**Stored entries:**
○ ○ ○

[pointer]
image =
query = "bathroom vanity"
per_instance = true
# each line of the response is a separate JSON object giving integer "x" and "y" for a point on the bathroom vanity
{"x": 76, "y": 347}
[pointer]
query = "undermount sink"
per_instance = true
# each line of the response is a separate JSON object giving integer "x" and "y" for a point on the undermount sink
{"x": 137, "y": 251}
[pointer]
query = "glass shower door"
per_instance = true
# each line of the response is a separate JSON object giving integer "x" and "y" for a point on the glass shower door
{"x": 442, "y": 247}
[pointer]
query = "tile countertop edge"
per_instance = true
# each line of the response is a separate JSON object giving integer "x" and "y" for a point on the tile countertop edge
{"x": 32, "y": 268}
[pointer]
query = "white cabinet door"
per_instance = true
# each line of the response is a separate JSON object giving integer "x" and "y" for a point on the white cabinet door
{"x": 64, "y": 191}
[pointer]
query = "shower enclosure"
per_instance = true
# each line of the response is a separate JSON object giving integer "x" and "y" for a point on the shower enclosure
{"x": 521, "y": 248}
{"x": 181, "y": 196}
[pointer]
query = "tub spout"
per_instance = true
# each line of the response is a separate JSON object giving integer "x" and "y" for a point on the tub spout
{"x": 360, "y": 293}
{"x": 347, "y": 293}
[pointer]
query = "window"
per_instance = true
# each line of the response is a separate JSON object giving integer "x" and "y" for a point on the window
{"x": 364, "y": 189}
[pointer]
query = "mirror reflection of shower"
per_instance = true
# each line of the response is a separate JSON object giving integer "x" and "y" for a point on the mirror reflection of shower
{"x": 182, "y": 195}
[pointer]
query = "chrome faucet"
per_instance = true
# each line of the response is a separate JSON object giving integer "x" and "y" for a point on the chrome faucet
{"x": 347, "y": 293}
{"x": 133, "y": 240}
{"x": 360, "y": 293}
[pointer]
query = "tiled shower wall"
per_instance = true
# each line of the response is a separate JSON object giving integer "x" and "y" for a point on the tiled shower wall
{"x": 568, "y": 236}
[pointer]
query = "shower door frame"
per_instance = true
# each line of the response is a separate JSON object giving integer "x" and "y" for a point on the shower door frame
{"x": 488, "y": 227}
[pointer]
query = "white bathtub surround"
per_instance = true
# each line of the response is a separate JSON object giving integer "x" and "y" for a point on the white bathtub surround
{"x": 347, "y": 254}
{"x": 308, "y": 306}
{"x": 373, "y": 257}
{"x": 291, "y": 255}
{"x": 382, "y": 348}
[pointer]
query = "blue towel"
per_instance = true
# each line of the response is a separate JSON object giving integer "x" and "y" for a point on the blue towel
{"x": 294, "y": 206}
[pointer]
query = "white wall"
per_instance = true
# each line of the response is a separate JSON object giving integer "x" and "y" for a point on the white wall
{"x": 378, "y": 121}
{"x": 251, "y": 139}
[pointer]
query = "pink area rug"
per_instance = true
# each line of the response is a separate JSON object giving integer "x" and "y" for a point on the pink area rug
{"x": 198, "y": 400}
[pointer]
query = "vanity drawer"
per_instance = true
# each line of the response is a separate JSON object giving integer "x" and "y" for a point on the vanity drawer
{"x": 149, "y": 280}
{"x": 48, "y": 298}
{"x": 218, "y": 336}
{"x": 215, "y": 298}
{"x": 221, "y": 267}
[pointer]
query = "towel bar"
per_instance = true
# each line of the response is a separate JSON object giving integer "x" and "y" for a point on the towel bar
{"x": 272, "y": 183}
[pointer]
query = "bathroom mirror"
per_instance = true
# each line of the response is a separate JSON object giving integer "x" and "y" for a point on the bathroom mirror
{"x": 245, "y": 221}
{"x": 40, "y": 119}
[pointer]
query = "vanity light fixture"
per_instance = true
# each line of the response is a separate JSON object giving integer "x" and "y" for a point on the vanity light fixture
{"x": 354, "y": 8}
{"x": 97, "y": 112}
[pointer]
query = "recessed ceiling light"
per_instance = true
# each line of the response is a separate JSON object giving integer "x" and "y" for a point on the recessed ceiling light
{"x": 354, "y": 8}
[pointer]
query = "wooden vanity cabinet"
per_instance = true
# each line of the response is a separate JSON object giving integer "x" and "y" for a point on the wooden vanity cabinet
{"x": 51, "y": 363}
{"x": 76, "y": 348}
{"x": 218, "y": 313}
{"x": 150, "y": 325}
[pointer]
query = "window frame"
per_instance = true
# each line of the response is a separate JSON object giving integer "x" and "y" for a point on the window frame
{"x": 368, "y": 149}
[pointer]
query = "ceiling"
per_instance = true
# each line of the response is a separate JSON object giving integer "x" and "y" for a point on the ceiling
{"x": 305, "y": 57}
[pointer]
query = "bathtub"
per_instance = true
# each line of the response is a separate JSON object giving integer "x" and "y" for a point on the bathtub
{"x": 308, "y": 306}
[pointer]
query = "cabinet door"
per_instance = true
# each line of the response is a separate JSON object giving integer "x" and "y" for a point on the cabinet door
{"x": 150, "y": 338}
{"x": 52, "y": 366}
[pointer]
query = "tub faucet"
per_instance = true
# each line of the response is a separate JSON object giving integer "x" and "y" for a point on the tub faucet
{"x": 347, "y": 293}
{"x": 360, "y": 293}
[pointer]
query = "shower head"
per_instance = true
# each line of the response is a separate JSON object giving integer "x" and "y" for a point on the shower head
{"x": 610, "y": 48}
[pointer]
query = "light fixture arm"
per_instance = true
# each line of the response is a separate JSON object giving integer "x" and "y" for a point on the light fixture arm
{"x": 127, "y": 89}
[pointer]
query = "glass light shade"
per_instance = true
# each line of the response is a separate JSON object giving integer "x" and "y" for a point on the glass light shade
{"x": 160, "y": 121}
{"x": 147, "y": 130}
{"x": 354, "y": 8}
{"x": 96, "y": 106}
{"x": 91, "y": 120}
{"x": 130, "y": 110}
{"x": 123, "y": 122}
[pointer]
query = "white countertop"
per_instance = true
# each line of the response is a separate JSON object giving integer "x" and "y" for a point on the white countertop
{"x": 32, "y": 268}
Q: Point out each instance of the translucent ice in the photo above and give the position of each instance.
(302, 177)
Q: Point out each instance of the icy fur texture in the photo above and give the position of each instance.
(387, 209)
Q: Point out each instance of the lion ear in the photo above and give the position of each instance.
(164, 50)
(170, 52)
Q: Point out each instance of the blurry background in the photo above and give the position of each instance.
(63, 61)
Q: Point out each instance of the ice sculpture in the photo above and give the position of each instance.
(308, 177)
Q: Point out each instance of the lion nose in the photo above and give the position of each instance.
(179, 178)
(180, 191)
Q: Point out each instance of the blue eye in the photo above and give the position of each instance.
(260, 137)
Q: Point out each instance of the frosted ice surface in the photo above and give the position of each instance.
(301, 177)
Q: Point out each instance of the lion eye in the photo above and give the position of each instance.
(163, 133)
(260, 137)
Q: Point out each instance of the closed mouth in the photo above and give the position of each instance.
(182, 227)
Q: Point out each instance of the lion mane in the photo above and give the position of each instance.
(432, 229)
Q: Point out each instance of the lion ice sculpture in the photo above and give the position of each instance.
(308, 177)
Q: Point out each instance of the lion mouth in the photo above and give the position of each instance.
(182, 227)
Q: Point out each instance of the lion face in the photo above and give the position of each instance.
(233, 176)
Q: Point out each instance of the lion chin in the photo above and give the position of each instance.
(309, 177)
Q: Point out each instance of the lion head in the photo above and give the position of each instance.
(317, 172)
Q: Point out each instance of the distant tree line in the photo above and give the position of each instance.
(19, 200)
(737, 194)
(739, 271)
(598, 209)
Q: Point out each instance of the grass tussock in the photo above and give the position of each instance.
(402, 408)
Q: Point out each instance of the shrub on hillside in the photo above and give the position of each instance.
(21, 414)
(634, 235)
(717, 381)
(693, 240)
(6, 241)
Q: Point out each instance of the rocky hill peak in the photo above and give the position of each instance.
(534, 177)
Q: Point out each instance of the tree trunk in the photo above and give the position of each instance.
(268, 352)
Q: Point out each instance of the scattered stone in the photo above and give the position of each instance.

○ ○ ○

Only output the lines from the one with "Q: Point out each instance of the distant" through the end of the entries above, exactly as they are.

**ANSWER SECTION:**
Q: Point out each instance of the distant tree line in the photo above and give the position of each instance.
(19, 200)
(737, 194)
(739, 271)
(598, 209)
Q: Point out each instance of the grass tussock in the photo above and give the position of each instance.
(402, 408)
Q: Point out each instance of the shrub on hillside in the photo above and give the position of each instance.
(21, 414)
(634, 235)
(717, 381)
(693, 240)
(6, 241)
Q: Point out each instance of the rocky hill peak in the photo above and give the position of each instance.
(534, 177)
Q: Point out each instance of the tree trunk in the photo above and give the position of each instance.
(268, 352)
Q: Point out each instance of the scattered stone in the photo above and give the position of each instance.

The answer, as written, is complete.